Dataset items

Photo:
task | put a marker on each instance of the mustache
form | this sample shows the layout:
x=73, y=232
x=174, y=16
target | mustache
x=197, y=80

Your instructions - Reproduce every line of the listing, requests included, and add 72 to each coordinate in the answers.

Solution to the exercise -
Photo:
task | put a marker on each instance of the mustache
form | this sample shows the layout:
x=73, y=232
x=174, y=16
target | mustache
x=269, y=152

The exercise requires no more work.